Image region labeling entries
┌──
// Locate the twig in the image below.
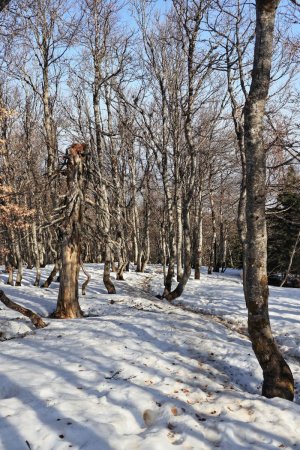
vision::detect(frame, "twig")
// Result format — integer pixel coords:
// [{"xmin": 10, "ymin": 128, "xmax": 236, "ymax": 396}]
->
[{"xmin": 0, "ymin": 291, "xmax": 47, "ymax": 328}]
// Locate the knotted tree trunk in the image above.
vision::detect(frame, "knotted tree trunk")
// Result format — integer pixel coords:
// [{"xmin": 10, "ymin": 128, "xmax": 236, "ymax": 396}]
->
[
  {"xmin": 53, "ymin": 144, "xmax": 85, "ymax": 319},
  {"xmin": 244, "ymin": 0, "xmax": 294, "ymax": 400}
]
└──
┌──
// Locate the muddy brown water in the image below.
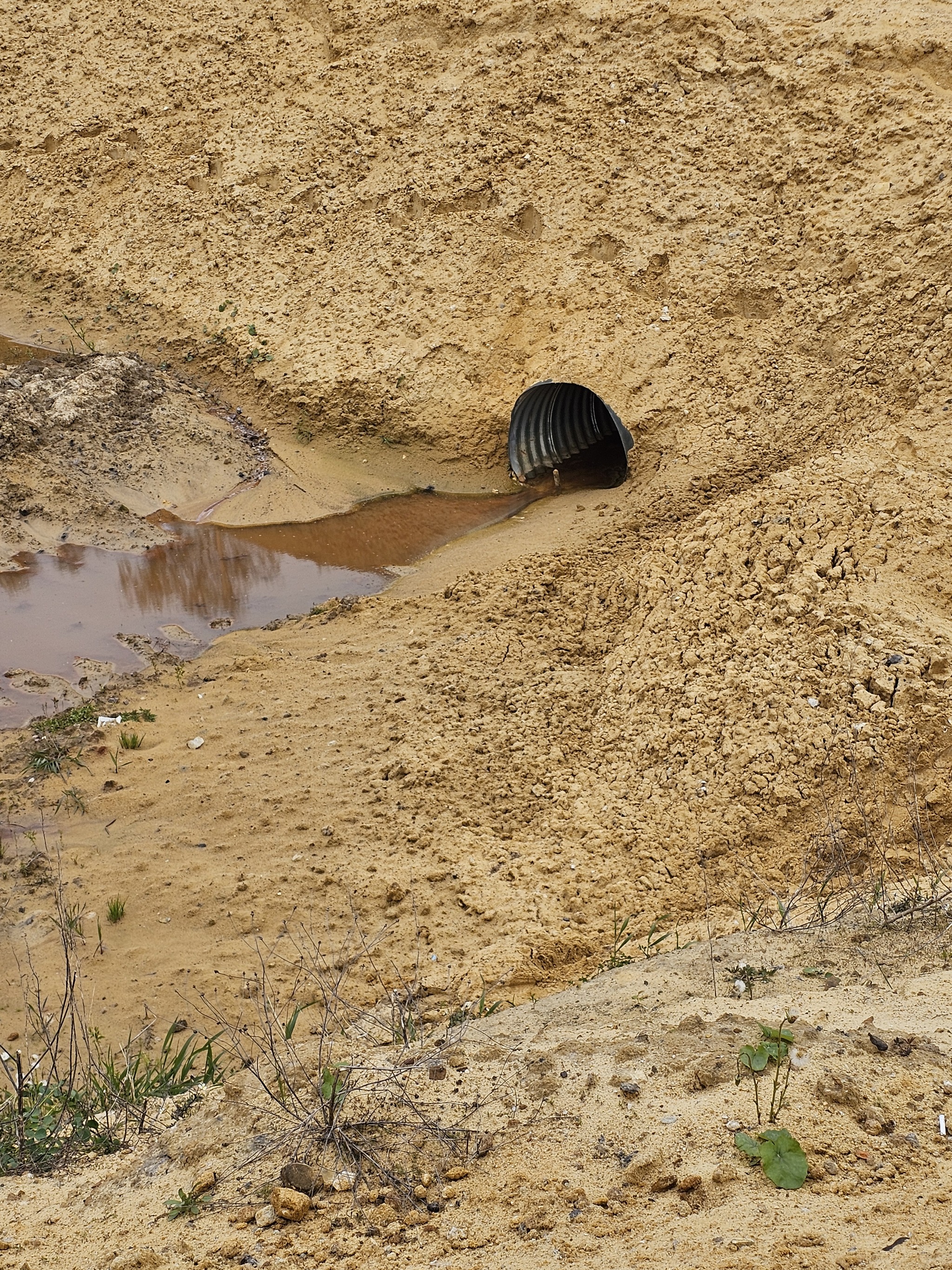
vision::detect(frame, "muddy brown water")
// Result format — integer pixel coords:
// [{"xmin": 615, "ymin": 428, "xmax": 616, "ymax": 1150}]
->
└──
### What is needed
Count the lines in the items above that contain the string "knotted". Reply with the number alone.

### Result for this exercise
2